- **Given text**
In your ICU, is the need for sedation assessed using "clinical judgment," "experience," and "patient need" rather than by structured, objective assessment such as the RASS? Are sedatives and narcotics administered to mechanically ventilated patients routinely or "as needed" rather than according to a standardized protocol? Do such patients receive continuous infusions of these drugs rather than intermittent bolus dosing? Are sedative drips and intermittent dosing interrupted at least once each day in all patients receiving them, in order to determine by objective criteria whether they can be discontinued or their dosages substantially reduced? Are all patients in the ICU routinely and specifically evaluated for the presence of delirium?
In past decades, these questions could be thought of as relating to individual clinician preference and/or local practice traditions. Since then, however, they have been subjected to a great deal of clinical research, the results of which are clear and consistent. Administration of sedatives and narcotics to critically ill patients by continuous intravenous infusion results in giving them more drugs, and they remain longer both on the ventilator and in the ICU. The use of standardized, objective assessments of the need for sedation leads to less drug being administered. Surviving patients who received less sedation in the ICU have fewer neuropsychological and other problems in the succeeding months and years. And delirium in the ICU is strongly related both to the amount of sedation received and to a number of important long-term adverse outcomes.

- **Provided data**
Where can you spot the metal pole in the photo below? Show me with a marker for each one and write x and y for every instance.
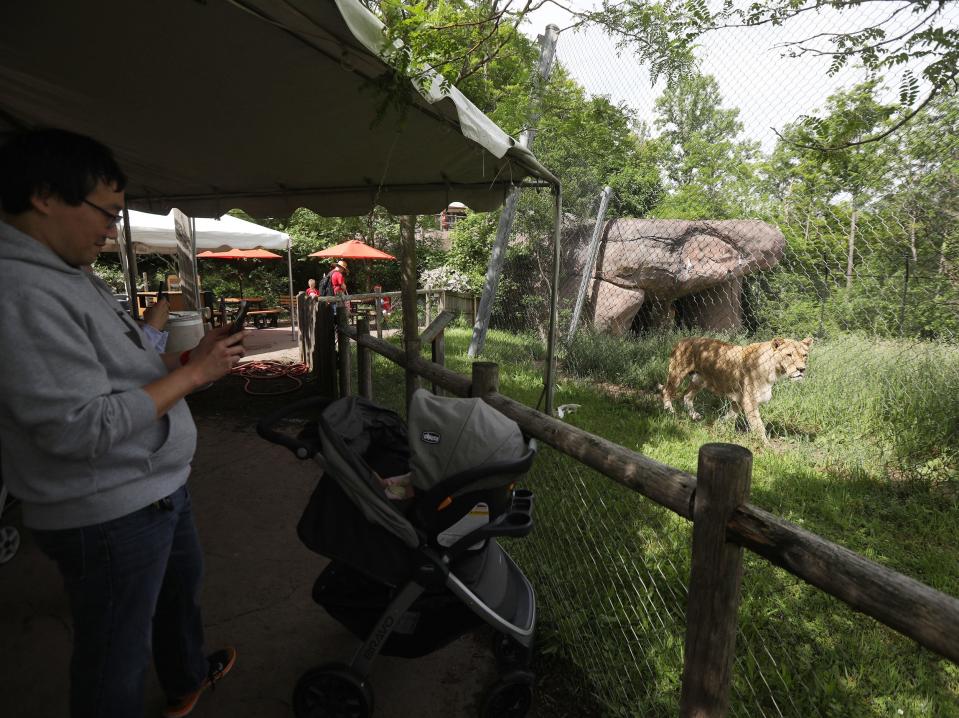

- **Exercise**
Set down the entire passage on ICU sedation and delirium again, word for word.

- **Result of the exercise**
In your ICU, is the need for sedation assessed using "clinical judgment," "experience," and "patient need" rather than by structured, objective assessment such as the RASS? Are sedatives and narcotics administered to mechanically ventilated patients routinely or "as needed" rather than according to a standardized protocol? Do such patients receive continuous infusions of these drugs rather than intermittent bolus dosing? Are sedative drips and intermittent dosing interrupted at least once each day in all patients receiving them, in order to determine by objective criteria whether they can be discontinued or their dosages substantially reduced? Are all patients in the ICU routinely and specifically evaluated for the presence of delirium?
In past decades, these questions could be thought of as relating to individual clinician preference and/or local practice traditions. Since then, however, they have been subjected to a great deal of clinical research, the results of which are clear and consistent. Administration of sedatives and narcotics to critically ill patients by continuous intravenous infusion results in giving them more drugs, and they remain longer both on the ventilator and in the ICU. The use of standardized, objective assessments of the need for sedation leads to less drug being administered. Surviving patients who received less sedation in the ICU have fewer neuropsychological and other problems in the succeeding months and years. And delirium in the ICU is strongly related both to the amount of sedation received and to a number of important long-term adverse outcomes.